= PROBLEM REQUIREMENTS =
In the article on companies open-sourcing their software, what is the name of Facebook's video-matching technology?

= GIVEN TEXT =
* * * * *

Open-sourcing has become a tradition for big tech companies today. This not only helps the developers in the community to gain an understanding of the innovative technologies used by the tech giants but also helps the companies to find bugs and make enhancements to the software. In this article, we list down 5 companies who have been open-sourcing their algorithms and software into the developer community.
Last month, the professional social networking site open-sourced a machine learning library known as the Isolation Forest. The library is being used by the Anti-Abuse AI Team at LinkedIn creates, deploys, and maintains models that detect and prevent various types of abuse, including the creation of fake accounts, member profile scraping, automated spam, and account takeovers.
The developers at LinkedIn created a Spark/Scala implementation of the Isolation Forest unsupervised outlier detection algorithm and is currently available on GitHub. This library supports distributed training and scoring using Spark data structures. This library also supports model persistence on the Hadoop Distributed File System (HDFS). The Isolation Forest algorithm is mainly chosen for vat=rious reasons such as this algorithm is a top-performing unsupervised outlier detection algorithm, scalable, low memory requirements, among others.
In March 2019, tech giant Microsoft open-sourced Project Zipline compression algorithms, hardware design specifications, and Verilog source code for register transfer language (RTL) with initial content at the Open Compute Project (OCP) Global Summit 2019. The researchers at Microsoft developed a cutting-edge compression algorithm and optimised the hardware implementation for the types of data that are found in the cloud storage workloads.
Project Zipline compression algorithm yields result up to 2X high compression ratio which is better than the result of commonly used Zlib-L4 64KB model. Project Zipline is a cutting-edge compression technology optimised for a large variety of datasets, while RTL allows hardware vendors to use the reference design to produce hardware chips to allow the highest compression, lowest cost, and lowest power out of the algorithm.
A few weeks ago, the popular social networking site open-sourced image and video algorithms. The photo-matching algorithm is called PDQ and the video-matching technology is called TMK+PDQF. Facebook announced the two technologies during the child safety hackathon which will help in detecting the graphical abusive contents, child exploitation, terrorist propaganda and other such threats.
These algorithms will be available on GitHub and are part of a suite of tools that Facebook uses to detect harmful content. The two technologies work in a method such that they will store the files in the form of short digital hashes and later comparing them with other instances in order to determine whether the files are identical and nearly identical images as well as videos to fight abuse on the internet platforms.

* * * * *

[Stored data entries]
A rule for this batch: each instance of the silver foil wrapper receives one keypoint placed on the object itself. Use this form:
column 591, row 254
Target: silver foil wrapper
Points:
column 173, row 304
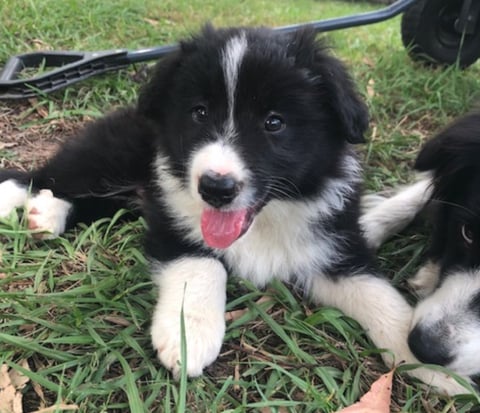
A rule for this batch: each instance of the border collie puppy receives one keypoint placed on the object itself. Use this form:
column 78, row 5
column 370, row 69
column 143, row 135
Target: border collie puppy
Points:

* * * * *

= SOLUTION TO THIS TASK =
TMK+PDQF